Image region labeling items

## BEGIN

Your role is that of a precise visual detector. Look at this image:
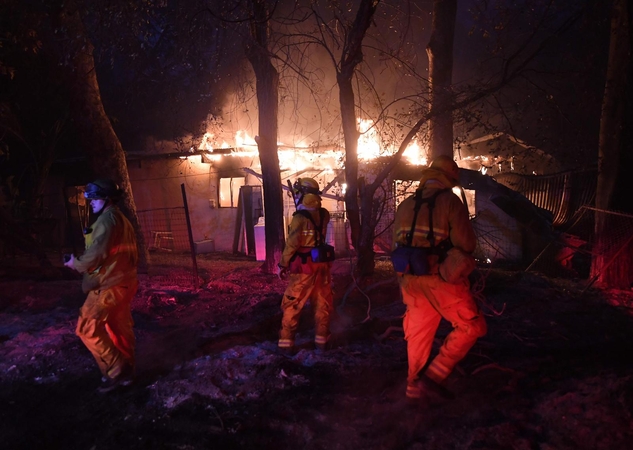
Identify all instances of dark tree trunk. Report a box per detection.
[337,0,380,275]
[426,0,457,159]
[246,0,284,273]
[591,0,633,289]
[54,1,148,273]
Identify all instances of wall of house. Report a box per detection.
[128,155,260,251]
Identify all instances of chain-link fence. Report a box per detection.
[137,206,199,288]
[527,206,633,287]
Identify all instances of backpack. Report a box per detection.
[391,188,452,275]
[293,208,336,262]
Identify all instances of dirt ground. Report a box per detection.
[0,254,633,450]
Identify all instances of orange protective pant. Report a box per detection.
[75,281,138,378]
[399,275,487,383]
[278,262,333,348]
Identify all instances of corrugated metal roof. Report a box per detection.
[494,169,597,227]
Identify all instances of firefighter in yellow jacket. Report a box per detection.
[278,178,333,354]
[393,156,486,399]
[64,179,138,392]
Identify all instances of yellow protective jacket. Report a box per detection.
[393,169,477,253]
[279,203,330,267]
[75,205,138,293]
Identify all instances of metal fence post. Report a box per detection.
[180,183,198,289]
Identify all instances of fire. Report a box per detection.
[198,118,428,173]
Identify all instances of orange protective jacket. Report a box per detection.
[279,203,330,267]
[393,169,477,270]
[75,205,138,293]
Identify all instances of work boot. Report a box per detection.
[97,365,134,394]
[418,374,455,400]
[277,346,297,356]
[314,342,329,353]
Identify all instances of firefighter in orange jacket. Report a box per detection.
[393,156,486,399]
[64,179,138,392]
[277,178,333,354]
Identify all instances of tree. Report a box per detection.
[245,0,284,273]
[51,1,149,271]
[592,0,633,289]
[426,0,457,159]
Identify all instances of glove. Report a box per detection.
[277,264,288,280]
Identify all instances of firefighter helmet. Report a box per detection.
[292,177,321,195]
[84,178,123,200]
[429,155,459,185]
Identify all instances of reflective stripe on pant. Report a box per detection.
[399,275,487,382]
[75,281,138,378]
[278,263,333,347]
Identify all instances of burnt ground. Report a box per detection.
[0,254,633,450]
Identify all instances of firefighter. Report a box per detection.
[277,177,333,354]
[393,156,486,399]
[64,179,138,392]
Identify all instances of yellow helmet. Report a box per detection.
[292,177,321,207]
[429,155,459,185]
[292,177,321,195]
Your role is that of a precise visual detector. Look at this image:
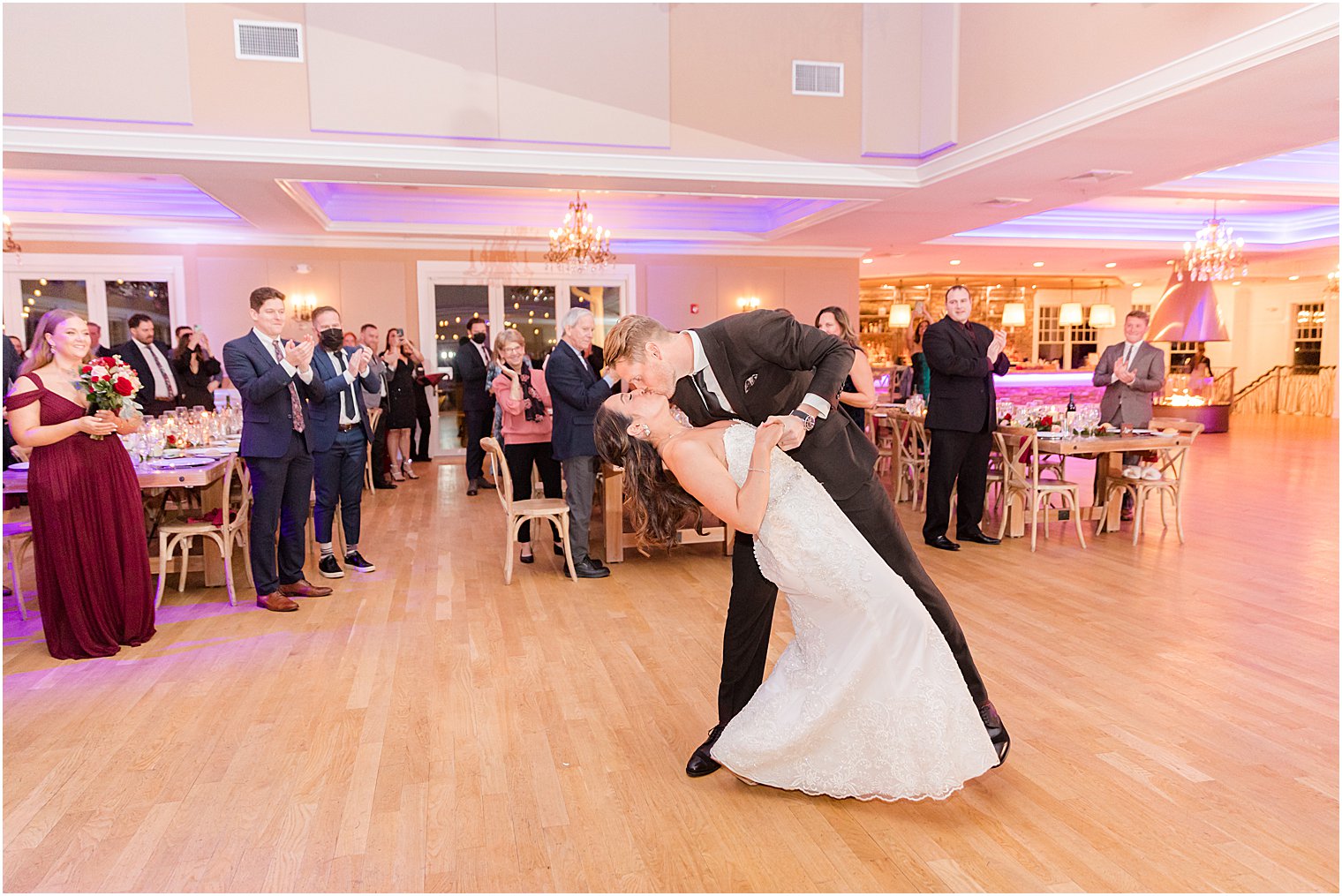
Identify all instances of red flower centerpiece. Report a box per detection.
[75,354,139,440]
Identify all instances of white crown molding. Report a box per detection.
[4,3,1338,189]
[4,124,918,189]
[274,178,879,245]
[916,3,1338,186]
[5,222,867,260]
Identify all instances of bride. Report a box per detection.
[594,392,999,801]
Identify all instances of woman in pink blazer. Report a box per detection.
[494,330,563,563]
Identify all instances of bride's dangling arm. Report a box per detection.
[661,423,784,535]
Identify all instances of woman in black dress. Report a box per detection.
[172,330,220,410]
[382,328,424,481]
[908,318,931,401]
[816,305,877,429]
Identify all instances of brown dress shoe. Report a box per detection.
[279,578,331,597]
[256,591,298,613]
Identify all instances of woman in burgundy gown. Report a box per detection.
[5,308,155,660]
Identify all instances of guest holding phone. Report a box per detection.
[172,328,222,410]
[5,308,155,660]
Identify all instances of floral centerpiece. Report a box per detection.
[75,354,139,440]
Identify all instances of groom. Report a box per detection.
[606,310,1011,778]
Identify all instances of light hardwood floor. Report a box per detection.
[4,418,1338,892]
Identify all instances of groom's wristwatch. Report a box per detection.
[792,410,816,432]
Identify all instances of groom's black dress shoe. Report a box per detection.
[684,725,722,778]
[955,529,1002,545]
[563,557,611,578]
[978,700,1011,767]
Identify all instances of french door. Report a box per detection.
[4,253,185,348]
[418,261,637,455]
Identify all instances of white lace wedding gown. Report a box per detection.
[712,424,997,801]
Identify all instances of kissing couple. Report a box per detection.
[594,310,1011,801]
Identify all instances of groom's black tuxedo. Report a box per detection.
[674,310,877,499]
[674,310,988,725]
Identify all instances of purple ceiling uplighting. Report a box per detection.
[954,196,1338,248]
[1161,139,1338,186]
[4,170,242,222]
[302,181,843,238]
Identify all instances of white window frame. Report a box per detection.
[416,261,637,373]
[4,252,186,338]
[1030,299,1105,372]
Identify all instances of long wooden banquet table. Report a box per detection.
[872,405,1177,538]
[4,452,245,588]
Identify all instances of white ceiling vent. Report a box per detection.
[1064,168,1133,184]
[233,19,304,62]
[792,59,843,96]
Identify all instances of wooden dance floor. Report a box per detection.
[4,418,1338,892]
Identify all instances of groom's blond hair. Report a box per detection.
[602,314,671,365]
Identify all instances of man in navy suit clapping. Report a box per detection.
[309,305,381,578]
[224,286,331,612]
[545,307,619,578]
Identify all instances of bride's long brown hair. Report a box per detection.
[593,405,703,553]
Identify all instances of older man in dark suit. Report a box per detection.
[609,310,1011,778]
[1091,312,1165,519]
[309,305,382,578]
[453,318,494,495]
[113,314,183,418]
[545,308,619,578]
[924,286,1011,551]
[224,286,331,613]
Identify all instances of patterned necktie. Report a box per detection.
[149,342,177,398]
[336,349,358,420]
[690,367,723,416]
[275,339,305,432]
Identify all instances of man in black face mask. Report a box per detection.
[310,305,380,578]
[454,318,494,495]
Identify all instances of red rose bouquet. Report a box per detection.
[77,354,139,439]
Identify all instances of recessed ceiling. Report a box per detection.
[4,169,242,222]
[282,181,870,240]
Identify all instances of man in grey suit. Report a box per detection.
[1091,312,1165,519]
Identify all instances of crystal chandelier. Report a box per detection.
[1174,201,1249,281]
[4,215,23,255]
[545,193,614,267]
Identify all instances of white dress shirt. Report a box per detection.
[253,328,313,382]
[1109,339,1145,382]
[686,330,829,418]
[560,339,617,388]
[132,339,181,398]
[326,349,358,426]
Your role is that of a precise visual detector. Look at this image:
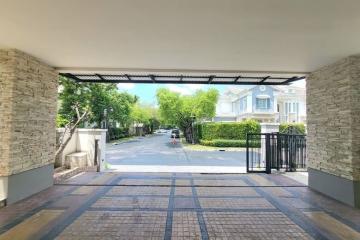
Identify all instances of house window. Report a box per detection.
[240,97,247,112]
[256,98,270,109]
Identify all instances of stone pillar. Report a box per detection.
[0,49,58,203]
[306,55,360,208]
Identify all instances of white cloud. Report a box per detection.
[166,84,204,95]
[184,84,205,91]
[166,84,192,95]
[117,83,135,90]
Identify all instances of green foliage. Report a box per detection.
[56,114,69,128]
[279,123,306,134]
[156,88,218,141]
[131,104,160,133]
[59,76,138,127]
[200,139,261,148]
[197,120,261,140]
[109,127,129,140]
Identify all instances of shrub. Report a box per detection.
[200,139,261,147]
[56,114,69,128]
[197,120,261,140]
[279,123,305,134]
[109,128,129,140]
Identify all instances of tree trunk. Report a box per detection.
[55,108,88,159]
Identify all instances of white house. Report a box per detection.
[213,85,306,123]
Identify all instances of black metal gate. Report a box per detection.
[246,133,306,173]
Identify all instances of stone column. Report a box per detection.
[306,55,360,208]
[0,49,58,203]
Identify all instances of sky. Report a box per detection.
[117,80,305,105]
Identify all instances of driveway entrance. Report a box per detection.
[106,134,246,173]
[0,172,360,240]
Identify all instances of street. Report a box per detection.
[106,134,246,173]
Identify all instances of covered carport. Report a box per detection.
[0,0,360,239]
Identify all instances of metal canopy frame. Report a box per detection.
[60,73,305,85]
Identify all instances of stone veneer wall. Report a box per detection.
[0,49,58,176]
[306,55,360,181]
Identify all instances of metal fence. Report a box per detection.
[246,133,307,173]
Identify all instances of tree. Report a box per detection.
[58,77,138,127]
[156,88,219,141]
[55,103,89,159]
[131,104,160,133]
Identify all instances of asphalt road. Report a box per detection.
[106,134,246,172]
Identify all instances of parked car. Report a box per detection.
[171,129,180,138]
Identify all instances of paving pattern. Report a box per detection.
[0,172,360,240]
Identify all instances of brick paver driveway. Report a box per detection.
[0,173,360,239]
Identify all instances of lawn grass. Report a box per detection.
[181,138,246,152]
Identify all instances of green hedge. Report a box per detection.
[200,139,261,148]
[197,120,261,140]
[109,128,129,140]
[279,123,305,134]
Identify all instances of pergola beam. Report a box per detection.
[260,76,271,83]
[60,73,305,85]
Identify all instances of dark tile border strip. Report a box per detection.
[56,184,308,188]
[40,176,121,240]
[0,186,78,235]
[190,179,209,240]
[288,189,360,232]
[243,178,327,240]
[87,207,279,213]
[265,174,360,232]
[164,178,175,240]
[104,194,263,199]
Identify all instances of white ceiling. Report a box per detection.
[0,0,360,72]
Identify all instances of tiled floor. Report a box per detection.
[0,173,360,240]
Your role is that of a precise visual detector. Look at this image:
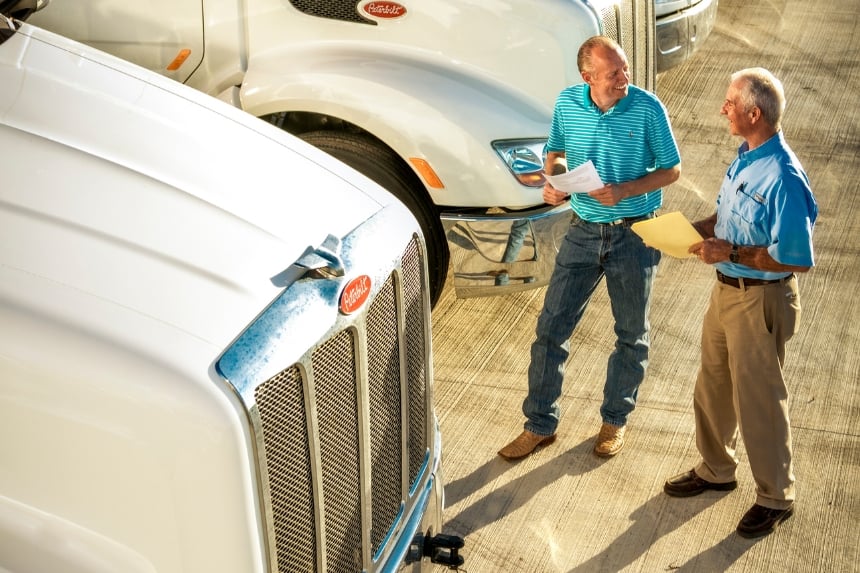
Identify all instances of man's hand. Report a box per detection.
[543,183,570,206]
[588,183,625,207]
[687,237,732,265]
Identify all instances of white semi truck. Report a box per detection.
[32,0,717,301]
[0,0,463,573]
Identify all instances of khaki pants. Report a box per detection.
[694,277,800,509]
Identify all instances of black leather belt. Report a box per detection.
[585,211,654,227]
[717,271,794,288]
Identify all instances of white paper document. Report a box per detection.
[544,159,603,193]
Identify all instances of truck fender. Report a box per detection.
[235,45,561,208]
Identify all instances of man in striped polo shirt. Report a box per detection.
[499,36,681,460]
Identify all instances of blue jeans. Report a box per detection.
[523,215,660,435]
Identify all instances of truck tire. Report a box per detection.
[299,131,450,307]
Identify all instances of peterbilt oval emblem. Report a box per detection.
[340,275,371,314]
[361,0,406,20]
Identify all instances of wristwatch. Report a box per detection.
[729,245,741,263]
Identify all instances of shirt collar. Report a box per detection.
[582,84,635,115]
[736,131,785,161]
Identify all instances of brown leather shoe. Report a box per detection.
[594,424,627,458]
[663,470,738,497]
[738,504,794,539]
[499,430,555,460]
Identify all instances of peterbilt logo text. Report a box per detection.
[361,0,406,19]
[340,275,371,314]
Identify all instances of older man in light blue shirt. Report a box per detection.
[663,68,818,538]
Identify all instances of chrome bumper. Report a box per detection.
[442,203,572,298]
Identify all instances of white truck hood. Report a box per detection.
[0,24,395,364]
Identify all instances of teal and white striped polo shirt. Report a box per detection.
[546,84,681,223]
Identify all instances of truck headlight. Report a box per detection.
[492,139,546,187]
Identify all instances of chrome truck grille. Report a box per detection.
[600,0,657,91]
[219,233,435,573]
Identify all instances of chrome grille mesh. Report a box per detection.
[254,238,431,573]
[290,0,376,25]
[402,237,428,487]
[313,330,362,573]
[256,367,319,571]
[367,278,403,552]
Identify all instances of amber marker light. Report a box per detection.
[409,157,445,189]
[167,48,191,72]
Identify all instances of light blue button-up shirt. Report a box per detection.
[714,131,818,279]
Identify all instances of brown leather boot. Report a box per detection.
[499,430,555,460]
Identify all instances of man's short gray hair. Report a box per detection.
[732,68,785,129]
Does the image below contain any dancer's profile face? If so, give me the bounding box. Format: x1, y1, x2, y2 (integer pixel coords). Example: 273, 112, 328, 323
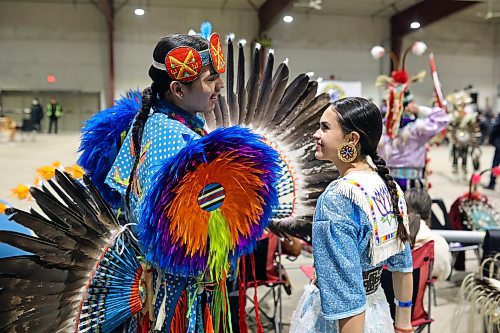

## END

◆ REQUIRED TASK ◆
Can you give the lines again from the line with "Identify all instances of white dress" to the line with "[326,349,358,426]", substituting "blouse" for "shirt" and keeping everything else unchanged? Give only those lines.

◆ RESPONSE TO THIS EXERCISE ◆
Identify all instances of white dress blouse. Report a box per detection.
[253,328,313,382]
[1109,339,1145,382]
[686,330,829,418]
[560,339,617,388]
[132,339,181,398]
[326,349,358,426]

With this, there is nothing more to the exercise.